-- Record set --

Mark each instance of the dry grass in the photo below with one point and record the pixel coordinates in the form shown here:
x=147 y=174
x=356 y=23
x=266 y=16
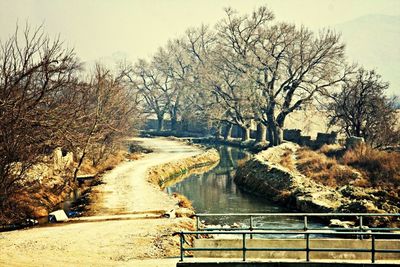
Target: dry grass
x=183 y=201
x=324 y=170
x=379 y=167
x=362 y=166
x=287 y=159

-- What is needed --
Set down the entries above again exactly, minus any image.

-- Response to this task --
Mark each instance of the dry grass in the photo below with one point and record the pixel coordinates in the form shown here:
x=147 y=174
x=356 y=23
x=266 y=16
Target: dry grass
x=183 y=201
x=324 y=170
x=379 y=167
x=362 y=166
x=287 y=159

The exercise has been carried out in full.